▸ **Dataset extract**

------------------------------------------------

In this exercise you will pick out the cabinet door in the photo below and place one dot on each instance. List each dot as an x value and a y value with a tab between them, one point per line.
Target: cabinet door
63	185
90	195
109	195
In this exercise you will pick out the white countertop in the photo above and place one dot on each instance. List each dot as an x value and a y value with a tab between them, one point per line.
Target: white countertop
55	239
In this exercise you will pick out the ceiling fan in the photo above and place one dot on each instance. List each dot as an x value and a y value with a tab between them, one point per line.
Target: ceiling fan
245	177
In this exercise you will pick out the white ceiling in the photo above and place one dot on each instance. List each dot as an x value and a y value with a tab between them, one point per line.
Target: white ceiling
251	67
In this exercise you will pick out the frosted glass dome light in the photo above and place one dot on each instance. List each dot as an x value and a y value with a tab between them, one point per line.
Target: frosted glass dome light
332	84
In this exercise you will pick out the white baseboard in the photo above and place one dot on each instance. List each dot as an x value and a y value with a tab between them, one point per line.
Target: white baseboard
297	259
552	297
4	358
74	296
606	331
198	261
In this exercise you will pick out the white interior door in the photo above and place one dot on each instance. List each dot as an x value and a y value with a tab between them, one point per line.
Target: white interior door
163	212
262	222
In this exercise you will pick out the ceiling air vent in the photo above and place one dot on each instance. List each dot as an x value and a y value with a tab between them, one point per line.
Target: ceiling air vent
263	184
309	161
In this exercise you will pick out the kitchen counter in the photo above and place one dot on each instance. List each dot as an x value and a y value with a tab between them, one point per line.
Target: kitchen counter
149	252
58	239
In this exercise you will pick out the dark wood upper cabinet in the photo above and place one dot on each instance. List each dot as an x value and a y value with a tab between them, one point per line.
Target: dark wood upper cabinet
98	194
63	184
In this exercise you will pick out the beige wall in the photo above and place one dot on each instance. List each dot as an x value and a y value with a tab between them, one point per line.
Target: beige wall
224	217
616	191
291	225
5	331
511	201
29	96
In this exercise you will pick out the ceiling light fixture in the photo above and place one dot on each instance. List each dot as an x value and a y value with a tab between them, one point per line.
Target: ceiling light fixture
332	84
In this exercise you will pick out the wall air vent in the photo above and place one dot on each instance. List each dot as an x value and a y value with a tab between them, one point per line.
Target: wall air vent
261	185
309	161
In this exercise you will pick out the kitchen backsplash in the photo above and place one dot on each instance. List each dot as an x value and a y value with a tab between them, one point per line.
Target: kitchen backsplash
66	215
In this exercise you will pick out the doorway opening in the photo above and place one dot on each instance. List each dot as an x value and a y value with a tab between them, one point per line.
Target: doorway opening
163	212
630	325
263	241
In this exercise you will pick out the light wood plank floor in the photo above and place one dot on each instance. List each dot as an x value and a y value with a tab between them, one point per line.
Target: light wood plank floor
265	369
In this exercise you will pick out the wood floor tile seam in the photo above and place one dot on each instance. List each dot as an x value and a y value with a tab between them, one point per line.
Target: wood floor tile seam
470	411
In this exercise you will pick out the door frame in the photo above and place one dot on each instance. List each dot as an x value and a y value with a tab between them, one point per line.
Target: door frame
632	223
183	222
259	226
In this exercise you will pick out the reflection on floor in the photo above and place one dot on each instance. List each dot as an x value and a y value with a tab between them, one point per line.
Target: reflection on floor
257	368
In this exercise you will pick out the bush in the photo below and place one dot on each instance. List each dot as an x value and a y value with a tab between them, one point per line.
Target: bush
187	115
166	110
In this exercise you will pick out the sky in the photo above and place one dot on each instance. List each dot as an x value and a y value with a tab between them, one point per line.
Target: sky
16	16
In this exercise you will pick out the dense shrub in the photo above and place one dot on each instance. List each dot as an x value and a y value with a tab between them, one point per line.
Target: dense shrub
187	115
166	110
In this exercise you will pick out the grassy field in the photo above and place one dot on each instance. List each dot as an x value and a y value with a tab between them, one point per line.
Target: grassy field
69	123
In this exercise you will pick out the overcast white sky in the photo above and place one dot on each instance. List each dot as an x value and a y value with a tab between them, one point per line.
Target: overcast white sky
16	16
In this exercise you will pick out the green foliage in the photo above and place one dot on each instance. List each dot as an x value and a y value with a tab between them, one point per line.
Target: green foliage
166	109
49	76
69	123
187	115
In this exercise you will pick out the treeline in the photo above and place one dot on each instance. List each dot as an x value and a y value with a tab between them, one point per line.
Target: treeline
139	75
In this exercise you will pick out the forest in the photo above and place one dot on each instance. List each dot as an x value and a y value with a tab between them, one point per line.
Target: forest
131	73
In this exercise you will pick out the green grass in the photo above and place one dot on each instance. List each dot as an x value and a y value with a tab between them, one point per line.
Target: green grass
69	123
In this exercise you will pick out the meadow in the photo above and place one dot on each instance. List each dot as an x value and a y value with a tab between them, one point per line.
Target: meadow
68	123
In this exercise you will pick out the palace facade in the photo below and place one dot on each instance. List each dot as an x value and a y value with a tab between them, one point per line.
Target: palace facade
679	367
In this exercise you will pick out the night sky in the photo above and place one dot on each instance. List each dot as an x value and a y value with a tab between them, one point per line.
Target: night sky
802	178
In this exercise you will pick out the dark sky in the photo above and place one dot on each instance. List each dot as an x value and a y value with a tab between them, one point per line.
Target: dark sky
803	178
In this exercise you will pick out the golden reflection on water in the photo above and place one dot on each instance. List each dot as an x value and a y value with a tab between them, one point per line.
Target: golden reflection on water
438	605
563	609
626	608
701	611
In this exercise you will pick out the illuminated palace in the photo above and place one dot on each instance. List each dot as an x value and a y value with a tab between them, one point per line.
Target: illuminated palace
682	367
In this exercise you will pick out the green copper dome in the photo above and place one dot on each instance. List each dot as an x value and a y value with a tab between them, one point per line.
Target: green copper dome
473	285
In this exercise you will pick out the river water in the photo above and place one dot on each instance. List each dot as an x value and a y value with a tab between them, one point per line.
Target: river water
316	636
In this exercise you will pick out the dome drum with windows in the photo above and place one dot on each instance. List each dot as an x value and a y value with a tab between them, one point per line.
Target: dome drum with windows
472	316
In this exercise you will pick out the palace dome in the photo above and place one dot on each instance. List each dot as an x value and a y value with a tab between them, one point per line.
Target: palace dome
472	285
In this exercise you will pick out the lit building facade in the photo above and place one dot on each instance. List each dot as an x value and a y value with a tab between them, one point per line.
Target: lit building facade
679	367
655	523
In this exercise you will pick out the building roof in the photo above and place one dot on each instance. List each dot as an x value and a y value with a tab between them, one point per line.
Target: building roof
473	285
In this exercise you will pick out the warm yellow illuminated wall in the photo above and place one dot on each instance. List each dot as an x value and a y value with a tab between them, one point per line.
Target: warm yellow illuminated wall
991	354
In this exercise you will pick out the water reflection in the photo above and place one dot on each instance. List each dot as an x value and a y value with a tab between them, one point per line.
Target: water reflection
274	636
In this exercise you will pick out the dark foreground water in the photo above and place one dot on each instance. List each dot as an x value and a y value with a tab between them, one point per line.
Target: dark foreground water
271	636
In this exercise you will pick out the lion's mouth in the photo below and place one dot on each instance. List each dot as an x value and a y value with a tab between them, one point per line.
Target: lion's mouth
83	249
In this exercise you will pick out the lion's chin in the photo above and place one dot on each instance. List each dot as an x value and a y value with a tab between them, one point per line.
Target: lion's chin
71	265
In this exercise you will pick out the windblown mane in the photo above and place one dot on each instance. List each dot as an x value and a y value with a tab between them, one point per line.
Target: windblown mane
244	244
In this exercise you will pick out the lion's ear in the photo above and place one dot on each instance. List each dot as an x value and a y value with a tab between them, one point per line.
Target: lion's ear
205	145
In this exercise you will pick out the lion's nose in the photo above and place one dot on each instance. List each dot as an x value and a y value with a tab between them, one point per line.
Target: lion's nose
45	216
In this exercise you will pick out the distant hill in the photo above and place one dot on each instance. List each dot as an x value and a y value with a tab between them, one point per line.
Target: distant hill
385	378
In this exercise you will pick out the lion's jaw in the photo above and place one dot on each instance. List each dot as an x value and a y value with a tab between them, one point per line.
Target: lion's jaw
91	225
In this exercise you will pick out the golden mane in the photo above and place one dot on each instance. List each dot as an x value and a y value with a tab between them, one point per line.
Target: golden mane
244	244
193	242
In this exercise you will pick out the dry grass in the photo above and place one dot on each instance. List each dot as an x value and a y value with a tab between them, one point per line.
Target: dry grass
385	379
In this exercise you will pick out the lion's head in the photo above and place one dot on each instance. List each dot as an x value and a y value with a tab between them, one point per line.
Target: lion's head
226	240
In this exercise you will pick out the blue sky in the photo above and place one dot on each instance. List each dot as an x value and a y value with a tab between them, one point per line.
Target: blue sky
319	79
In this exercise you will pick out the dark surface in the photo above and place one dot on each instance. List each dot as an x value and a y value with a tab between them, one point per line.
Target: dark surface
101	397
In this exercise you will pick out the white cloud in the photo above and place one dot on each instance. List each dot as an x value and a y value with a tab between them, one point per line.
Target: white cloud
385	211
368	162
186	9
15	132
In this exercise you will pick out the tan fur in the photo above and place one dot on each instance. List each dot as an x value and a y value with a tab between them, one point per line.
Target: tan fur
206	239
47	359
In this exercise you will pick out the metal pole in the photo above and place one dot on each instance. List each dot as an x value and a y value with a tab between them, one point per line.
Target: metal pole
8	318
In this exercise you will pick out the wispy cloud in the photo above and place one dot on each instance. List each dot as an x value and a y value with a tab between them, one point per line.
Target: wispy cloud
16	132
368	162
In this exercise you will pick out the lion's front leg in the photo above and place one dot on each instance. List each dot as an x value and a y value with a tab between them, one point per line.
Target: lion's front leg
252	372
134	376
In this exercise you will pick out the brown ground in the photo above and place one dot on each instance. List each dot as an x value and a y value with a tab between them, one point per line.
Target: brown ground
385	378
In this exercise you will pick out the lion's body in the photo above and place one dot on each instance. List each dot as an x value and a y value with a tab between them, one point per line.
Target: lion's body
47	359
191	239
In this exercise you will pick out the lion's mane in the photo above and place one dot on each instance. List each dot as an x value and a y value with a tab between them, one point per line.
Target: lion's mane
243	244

------------------------------------------------

▸ **What to work on**
For the word "below", state the number of lines in the listing that contain it and nothing further.

▸ **Written answer**
4